- TASK DESCRIPTION
In the passage on NFS attribute caching, retype the text word for word from "Attribute caching allows" up to and including "an RPC call.".

- PAGE TEXT
NFS caches file attributes on the client side so that every getattr operation does not have to go
all the way to the NFS server. When a file's attributes are read, they remain valid on the client
for some minimum period of time, typically three seconds. If the file's attributes remain static
for some maximum period, normally 60 seconds, they are flushed from the cache. When an
application on the NFS client modifies an NFS attribute, the attribute is immediately written
back to the server. The only exceptions are implicit changes to the file's size as a result of
writing to the file. As we will see in the next section, data written by the application is not
immediately written to the server, so neither is the file's size attribute.
The same mechanism is used for directory attributes, although they are given a longer
minimum lifespan. The usual defaults for directory attributes are a minimum cache time of 30
seconds and a maximum of 60 seconds. The longer minimum cache period reflects the typical
behavior of periods of intense filesystem activity — files themselves are modified almost
continuously but directory updates (adding or removing files) happen much less frequently.
The attribute cache can get updated by NFS operations that include attributes in the results.
Nearly all of NFS Version 3's RPC procedures include attributes in the results.
Attribute caching allows a client to make a steady stream of access to a file without having to

constantly get attributes from the server. Furthermore, frequently accessed files and
directories, such as the current working directory, have their attributes cached on the client so
that some NFS operations can be performed without having to make an RPC call.
In the previous section, we saw how the async thread fills and drains the NFS client's buffer
or page cache. This presents a cache consistency problem: if an async thread performs read-
ahead on a file, and the client accesses that information at some later time, how does the client
know that the cached copy of the data is valid? What guarantees are there that another client
hasn't changed the file, making the copy of the file's data in the buffer cache invalid?
An NFS client needs to maintain cache consistency with the copy of the file on the NFS
server. It uses file attributes to perform the consistency check. The file's modification time is
used as a cache validity check; if the cached data is newer than the modification time then it
remains valid. As soon as the file's modification time is newer than the time at which the
async thread read data, the cached data must be flushed. In page-mapped systems, the
modification time becomes a "valid bit" for cached pages. If a client reads a file that never
gets modified, it can cache the file's pages for as long as needed.
This feature explains the "accelerated make" phenomenon seen on NFS clients when
compiling code. The second and successive times that a software module (located on an NFS
fileserver) is compiled, the make process is faster than the first build. The reason is that the
first make reads in header files and causes them to be cached. Subsequent builds of the same
Managing NFS and NIS
124
modules or other files using the same headers pick up the cached pages instead of having to
read them from the NFS server. As long as the header files are not modified, the client's
cached pages remain valid. The first compilation requires many more RPC requests to be sent
to the server; the second and successive compilations only send RPC requests to read those
files that have changed.

- DATA EXTRACT

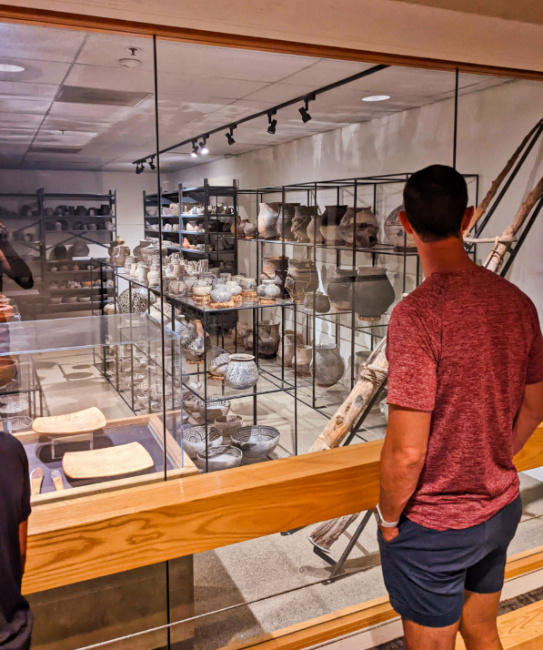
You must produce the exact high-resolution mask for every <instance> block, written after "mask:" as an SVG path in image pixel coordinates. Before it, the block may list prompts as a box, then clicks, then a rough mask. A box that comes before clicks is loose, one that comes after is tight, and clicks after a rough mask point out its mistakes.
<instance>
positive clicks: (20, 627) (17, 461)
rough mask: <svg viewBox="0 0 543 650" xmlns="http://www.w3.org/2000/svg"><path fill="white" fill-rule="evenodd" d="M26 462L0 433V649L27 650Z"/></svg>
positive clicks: (26, 510) (28, 605) (29, 507)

- TASK RESULT
Attribute caching allows a client to make a steady stream of access to a file without having to

constantly get attributes from the server. Furthermore, frequently accessed files and
directories, such as the current working directory, have their attributes cached on the client so
that some NFS operations can be performed without having to make an RPC call.